## Written exercise
Copy every row below word for word, and leave the pictures out of your copy.

## Material supplied
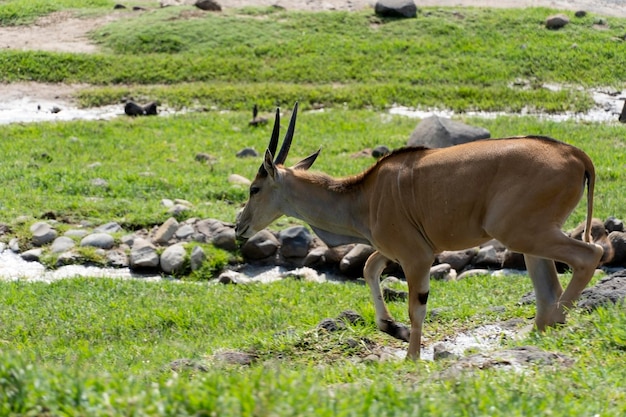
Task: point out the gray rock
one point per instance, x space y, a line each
472 273
395 8
173 259
487 257
177 209
204 157
62 244
166 231
117 258
79 233
208 5
32 255
43 233
232 277
609 290
68 258
111 227
440 132
209 227
556 21
98 240
197 258
184 231
133 109
143 255
352 264
99 182
457 259
14 244
260 246
316 258
295 242
247 153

## Solution to the problem
Task: point out the gray rock
one point per instance, x space y, a line each
472 273
395 8
173 259
487 257
177 209
204 157
62 244
166 231
117 258
79 233
208 5
32 255
43 233
232 277
609 290
68 258
111 227
440 132
209 227
556 21
98 240
197 258
184 231
133 109
143 255
352 264
99 182
457 259
14 244
260 246
316 258
295 242
247 153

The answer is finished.